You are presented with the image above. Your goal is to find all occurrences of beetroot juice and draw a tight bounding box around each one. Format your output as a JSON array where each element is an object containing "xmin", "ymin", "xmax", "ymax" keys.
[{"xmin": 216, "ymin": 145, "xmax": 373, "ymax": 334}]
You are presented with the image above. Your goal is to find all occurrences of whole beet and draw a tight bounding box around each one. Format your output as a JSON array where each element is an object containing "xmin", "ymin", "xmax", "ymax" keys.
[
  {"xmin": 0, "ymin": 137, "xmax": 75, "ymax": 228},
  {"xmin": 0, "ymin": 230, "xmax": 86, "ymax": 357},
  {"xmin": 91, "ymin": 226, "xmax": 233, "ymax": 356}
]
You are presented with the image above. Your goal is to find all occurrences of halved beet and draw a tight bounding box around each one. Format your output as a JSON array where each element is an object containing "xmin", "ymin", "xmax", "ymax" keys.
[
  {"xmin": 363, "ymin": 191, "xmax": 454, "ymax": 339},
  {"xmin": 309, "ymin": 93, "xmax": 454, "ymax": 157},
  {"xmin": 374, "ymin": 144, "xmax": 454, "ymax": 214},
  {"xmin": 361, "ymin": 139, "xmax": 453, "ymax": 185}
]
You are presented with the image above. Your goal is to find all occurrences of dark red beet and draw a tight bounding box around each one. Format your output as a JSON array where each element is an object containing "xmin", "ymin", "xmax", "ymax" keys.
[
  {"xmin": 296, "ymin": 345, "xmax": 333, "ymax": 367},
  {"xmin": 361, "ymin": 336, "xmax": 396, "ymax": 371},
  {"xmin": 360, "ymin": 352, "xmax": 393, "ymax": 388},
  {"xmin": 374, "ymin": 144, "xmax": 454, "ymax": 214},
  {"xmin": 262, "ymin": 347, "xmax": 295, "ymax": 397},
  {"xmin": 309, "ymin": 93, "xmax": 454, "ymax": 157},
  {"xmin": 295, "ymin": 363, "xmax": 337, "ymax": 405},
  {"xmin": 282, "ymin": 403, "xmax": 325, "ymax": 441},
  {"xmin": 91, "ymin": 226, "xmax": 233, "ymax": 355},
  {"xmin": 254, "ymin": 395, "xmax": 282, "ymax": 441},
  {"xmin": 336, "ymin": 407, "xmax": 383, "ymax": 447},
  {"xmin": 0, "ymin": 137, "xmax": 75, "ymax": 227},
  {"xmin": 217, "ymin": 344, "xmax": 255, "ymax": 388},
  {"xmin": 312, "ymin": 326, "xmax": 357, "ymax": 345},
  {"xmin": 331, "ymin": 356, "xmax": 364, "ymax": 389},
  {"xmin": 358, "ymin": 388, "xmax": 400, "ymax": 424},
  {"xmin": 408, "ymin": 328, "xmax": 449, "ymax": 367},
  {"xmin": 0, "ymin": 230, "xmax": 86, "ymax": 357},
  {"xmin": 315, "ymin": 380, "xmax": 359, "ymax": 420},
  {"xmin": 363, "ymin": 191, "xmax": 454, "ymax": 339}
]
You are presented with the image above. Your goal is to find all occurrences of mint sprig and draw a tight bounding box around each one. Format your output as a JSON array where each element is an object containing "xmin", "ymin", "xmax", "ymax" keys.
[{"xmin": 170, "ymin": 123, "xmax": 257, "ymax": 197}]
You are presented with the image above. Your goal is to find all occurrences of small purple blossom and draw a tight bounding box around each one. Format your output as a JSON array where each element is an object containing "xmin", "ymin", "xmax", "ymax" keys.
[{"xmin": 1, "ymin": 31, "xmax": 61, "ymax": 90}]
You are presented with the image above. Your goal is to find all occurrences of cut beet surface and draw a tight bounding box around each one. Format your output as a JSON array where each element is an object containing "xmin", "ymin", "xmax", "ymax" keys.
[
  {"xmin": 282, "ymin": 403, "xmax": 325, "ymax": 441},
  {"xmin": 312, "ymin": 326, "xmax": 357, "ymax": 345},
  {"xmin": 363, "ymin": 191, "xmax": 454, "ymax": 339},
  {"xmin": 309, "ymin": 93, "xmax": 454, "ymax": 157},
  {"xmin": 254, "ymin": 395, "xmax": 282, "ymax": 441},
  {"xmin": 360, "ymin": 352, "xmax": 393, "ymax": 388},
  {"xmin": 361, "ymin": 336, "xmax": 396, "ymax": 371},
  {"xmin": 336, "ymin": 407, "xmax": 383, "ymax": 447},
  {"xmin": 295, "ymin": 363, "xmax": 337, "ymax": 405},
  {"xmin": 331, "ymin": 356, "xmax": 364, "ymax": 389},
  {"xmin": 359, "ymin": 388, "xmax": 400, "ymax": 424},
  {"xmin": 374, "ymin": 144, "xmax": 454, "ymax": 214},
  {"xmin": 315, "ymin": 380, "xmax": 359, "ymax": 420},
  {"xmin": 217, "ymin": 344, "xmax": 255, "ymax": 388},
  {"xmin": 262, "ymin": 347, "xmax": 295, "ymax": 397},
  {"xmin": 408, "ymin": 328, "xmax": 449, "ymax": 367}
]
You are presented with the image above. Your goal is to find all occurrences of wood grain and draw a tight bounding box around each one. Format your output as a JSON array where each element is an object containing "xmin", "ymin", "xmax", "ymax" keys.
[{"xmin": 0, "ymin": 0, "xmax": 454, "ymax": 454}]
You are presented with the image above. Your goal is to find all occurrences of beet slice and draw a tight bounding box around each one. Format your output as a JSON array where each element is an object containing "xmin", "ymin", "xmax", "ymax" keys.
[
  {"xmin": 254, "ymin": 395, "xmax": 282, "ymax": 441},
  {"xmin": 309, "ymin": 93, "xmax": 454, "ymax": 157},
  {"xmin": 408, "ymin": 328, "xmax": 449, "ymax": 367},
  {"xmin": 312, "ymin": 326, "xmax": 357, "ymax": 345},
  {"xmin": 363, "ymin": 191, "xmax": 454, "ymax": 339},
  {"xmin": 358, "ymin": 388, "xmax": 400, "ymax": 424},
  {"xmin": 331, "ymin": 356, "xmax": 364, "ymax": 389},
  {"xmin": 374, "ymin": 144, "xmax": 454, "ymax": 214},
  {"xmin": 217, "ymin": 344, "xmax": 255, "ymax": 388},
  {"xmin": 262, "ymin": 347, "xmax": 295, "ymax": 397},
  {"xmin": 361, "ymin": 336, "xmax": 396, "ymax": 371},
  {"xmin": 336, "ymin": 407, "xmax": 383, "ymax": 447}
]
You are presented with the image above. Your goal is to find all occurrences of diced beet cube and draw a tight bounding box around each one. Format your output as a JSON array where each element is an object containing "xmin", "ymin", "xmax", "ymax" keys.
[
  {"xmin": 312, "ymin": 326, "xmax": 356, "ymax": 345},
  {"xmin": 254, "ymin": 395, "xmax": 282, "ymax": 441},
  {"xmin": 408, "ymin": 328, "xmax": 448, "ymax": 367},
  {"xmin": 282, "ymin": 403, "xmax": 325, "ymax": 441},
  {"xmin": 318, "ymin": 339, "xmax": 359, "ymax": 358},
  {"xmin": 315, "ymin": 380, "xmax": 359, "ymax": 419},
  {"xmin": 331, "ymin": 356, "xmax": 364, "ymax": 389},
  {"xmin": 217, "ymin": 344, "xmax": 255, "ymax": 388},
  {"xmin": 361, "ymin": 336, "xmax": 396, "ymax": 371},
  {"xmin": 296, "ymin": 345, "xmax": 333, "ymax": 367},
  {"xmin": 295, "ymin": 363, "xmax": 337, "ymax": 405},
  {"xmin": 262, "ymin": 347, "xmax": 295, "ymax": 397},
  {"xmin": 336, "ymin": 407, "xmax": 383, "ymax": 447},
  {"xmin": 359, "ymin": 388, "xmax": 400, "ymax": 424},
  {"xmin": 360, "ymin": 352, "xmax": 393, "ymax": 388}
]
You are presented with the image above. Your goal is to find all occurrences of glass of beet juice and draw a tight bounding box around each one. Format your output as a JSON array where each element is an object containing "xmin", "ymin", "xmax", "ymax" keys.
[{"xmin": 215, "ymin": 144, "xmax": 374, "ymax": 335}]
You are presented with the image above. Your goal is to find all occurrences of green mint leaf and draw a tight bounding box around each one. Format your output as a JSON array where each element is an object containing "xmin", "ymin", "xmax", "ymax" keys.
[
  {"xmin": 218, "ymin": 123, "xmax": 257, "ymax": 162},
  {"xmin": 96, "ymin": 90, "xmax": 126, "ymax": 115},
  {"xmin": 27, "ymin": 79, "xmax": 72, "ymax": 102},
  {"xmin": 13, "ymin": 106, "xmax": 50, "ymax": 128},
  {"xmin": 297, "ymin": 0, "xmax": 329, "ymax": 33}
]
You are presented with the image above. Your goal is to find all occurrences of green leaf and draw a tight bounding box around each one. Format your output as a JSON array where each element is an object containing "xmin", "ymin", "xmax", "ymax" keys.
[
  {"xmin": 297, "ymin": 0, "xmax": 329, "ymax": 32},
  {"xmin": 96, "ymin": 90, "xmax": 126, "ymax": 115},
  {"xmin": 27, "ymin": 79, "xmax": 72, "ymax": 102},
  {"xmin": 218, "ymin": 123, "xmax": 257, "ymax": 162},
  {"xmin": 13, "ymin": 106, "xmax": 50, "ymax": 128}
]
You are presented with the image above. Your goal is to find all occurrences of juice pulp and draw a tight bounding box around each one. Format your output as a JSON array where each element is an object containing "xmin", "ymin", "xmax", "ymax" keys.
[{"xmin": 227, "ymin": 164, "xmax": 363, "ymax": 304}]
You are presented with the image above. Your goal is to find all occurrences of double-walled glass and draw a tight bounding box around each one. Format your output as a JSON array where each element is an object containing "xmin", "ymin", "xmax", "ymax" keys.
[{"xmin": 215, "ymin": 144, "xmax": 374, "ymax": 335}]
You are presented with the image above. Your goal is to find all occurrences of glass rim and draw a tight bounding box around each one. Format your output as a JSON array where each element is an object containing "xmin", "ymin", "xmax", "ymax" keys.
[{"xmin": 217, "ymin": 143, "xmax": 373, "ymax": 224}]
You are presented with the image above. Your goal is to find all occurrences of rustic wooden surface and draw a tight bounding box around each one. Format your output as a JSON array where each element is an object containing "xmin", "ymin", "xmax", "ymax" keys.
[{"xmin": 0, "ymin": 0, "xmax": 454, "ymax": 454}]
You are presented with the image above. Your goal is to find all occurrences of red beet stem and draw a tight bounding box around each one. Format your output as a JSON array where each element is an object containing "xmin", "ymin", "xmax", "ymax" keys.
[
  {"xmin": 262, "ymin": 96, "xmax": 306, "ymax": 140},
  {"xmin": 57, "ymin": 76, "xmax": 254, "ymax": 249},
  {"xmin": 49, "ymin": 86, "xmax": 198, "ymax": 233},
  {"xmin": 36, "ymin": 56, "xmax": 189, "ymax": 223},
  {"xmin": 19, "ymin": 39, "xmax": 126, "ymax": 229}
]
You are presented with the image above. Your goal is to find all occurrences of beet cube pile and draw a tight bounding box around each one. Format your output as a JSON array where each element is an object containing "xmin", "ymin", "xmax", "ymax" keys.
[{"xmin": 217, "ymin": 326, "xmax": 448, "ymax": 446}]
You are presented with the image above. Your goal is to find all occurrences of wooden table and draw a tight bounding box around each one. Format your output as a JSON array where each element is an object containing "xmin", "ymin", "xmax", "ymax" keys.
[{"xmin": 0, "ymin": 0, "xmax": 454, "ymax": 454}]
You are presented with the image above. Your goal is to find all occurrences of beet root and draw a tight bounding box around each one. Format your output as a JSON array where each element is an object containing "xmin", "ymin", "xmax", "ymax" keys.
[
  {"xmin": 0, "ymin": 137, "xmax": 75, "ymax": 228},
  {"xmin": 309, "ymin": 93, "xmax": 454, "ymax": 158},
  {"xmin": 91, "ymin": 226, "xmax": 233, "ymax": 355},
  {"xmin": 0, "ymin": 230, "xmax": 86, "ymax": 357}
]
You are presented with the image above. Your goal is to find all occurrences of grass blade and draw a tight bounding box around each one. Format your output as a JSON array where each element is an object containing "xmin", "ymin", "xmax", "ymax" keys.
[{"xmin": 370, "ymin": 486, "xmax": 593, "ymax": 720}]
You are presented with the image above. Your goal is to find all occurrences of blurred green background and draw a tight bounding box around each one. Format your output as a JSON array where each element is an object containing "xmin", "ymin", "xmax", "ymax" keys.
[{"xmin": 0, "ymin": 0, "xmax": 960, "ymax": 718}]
# # # # # # #
**Aim**:
How many lines in the data above contain the string "stem"? Reply with the number alone.

**Exercise answer**:
1